SUPPLIED TEXT
Her son John went on to marry Mary Wolveston, and subject to the laws of aristocracy, she too became Lady Killigrew. Given both were industrious and obedient wives, they are sometimes concluded to be one and the same woman by historians.
Mary’s John Killigrew, was a feckless fellow, earning and spending vast fortunes. At least once he took a sojourn in a debtor’s prison. When not being a spendthrift, Lord Killigrew was also a rarely-attending Member of Parliament, a diplomat, an active naval serviceman, a local magistrate, and of course, havener, or rather harbour master, at Falmouth. Clearly he was the epitome of respectable man when not plundering passing ships or administrating levies to avert the eyes of the officials and customs men chasing revenue for their Queen. In his spare time, he enjoyed partaking in a little bit of cattle rustling.

Most overlooked, of course, was the labour of the wives. Their roles seemed mostly to be confined to bearing new Johns without anaesthetic and secreting their husband’s ill-gotten gains.

(Collected data entries)

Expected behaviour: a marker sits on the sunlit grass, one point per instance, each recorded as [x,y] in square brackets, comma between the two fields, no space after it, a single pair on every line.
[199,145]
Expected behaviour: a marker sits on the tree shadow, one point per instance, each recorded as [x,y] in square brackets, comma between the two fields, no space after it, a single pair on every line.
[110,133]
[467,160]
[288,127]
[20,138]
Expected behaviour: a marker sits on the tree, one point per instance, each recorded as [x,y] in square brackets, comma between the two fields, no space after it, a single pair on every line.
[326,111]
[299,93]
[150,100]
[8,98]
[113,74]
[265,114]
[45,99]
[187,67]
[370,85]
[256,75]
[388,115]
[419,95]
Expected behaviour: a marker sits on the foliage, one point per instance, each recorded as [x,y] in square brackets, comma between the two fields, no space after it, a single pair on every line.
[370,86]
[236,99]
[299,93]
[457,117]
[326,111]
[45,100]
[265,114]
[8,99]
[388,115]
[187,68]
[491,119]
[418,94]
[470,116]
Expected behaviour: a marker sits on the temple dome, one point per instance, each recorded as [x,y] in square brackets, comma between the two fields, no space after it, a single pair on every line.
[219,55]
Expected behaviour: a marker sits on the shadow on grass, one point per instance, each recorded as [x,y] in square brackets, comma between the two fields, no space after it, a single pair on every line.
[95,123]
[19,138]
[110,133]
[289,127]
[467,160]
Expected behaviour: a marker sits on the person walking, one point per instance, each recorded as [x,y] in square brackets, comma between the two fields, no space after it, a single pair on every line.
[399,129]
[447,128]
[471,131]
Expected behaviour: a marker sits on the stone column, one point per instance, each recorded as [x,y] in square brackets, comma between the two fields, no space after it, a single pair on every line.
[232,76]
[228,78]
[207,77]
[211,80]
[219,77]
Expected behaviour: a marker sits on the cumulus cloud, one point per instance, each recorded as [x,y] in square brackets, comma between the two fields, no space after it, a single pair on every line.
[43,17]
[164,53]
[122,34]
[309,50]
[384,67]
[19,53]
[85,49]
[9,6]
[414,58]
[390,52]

WHAT IS NEEDED
Write the next part of the text about the Killigrew wives, beginning right after its final sentence. The entries above play no part in what comes next.

RESPONSE
Perhaps this way, the wives could ensure that the family, who were forever teetering on the brink of ruin, kept the wolves from the door from the lavish home they could ill-afford. Yet, history would have it that both wives relished their role as buriers of commandeered goods.
Old Lady Killigrew died in 1583, not but before the birth of her grandson, John. The Younger Lady Killigrew, Mary, mother of John, was quite the busy woman given her husband was largely absent on occupied by distant expeditions on behalf of Queen Elizabeth. With no mother-in-law to usurp, this daughter of a famous Suffolk Pirate, took command of the home and its watery hunting grounds.

One dark and stormy night, the Marie of San Sebastian sought refuge in the harbour from the Atlantic's fierce winds. Awaiting favourable weather in which to depart to Spain, the owners of the ship, were invited to benefit from the sumptuous hospitality of the Arwenack Manor.
Whilst they bloated their bellies, Mary ordered her men to raid their anchored ship. Threatening to throw overboard any who opposed them in the search for cargo of value. A sailor was murdered by whose hand we do not know. And by golly, the ship vanished. Naturally, this was reported to the local law-makers, most of whom were Justices of the Killigrew Peace.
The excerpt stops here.